[Region labeling material]
#####

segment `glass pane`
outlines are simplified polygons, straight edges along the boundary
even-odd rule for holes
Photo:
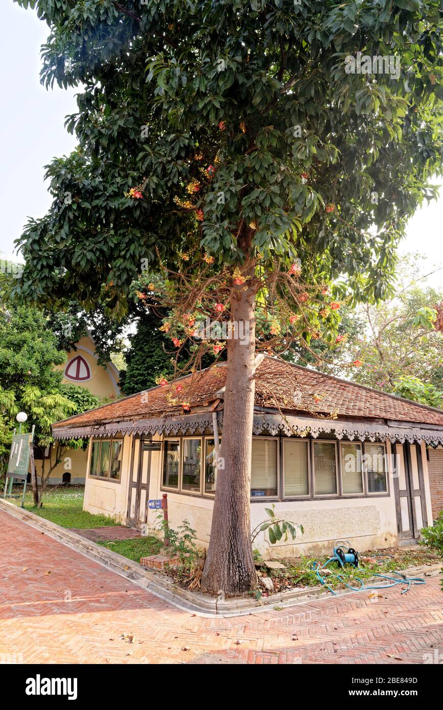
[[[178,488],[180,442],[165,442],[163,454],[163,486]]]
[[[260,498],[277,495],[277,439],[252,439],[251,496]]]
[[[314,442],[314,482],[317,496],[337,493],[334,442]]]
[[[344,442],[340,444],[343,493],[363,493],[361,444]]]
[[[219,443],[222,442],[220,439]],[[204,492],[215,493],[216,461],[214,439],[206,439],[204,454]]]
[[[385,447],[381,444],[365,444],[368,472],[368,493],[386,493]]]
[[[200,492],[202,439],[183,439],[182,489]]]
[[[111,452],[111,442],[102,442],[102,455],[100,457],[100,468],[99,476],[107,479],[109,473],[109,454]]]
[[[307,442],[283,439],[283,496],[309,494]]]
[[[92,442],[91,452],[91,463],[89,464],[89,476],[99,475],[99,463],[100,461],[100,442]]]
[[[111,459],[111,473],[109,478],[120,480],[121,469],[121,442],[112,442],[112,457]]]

#####

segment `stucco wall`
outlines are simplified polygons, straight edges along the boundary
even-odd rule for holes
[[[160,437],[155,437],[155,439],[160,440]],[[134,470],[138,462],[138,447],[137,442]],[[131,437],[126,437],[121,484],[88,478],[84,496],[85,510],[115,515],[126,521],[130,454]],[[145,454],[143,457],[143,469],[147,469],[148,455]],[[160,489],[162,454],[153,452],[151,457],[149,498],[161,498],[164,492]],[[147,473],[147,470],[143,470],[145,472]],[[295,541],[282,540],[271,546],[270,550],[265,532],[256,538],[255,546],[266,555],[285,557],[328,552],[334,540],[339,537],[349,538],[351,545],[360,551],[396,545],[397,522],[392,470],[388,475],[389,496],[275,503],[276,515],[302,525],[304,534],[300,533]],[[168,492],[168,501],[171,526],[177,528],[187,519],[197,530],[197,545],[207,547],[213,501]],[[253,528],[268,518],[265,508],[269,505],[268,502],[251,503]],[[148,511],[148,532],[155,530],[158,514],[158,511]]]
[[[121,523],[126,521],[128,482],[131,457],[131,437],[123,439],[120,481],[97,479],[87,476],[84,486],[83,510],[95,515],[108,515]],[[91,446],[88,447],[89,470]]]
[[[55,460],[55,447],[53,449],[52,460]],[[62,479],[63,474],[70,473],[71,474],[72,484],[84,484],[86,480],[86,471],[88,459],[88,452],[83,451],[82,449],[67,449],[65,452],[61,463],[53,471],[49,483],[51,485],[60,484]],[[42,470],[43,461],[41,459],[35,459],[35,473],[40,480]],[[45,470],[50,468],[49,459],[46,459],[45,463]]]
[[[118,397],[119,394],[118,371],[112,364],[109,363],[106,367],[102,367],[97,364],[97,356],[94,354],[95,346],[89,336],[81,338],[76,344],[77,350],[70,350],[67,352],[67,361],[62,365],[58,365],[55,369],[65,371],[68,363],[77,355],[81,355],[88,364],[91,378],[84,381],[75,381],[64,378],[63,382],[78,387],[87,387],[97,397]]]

#####

What is required
Count the lines in the material above that contain the string "segment", treating case as significant. Give only the number.

Response below
2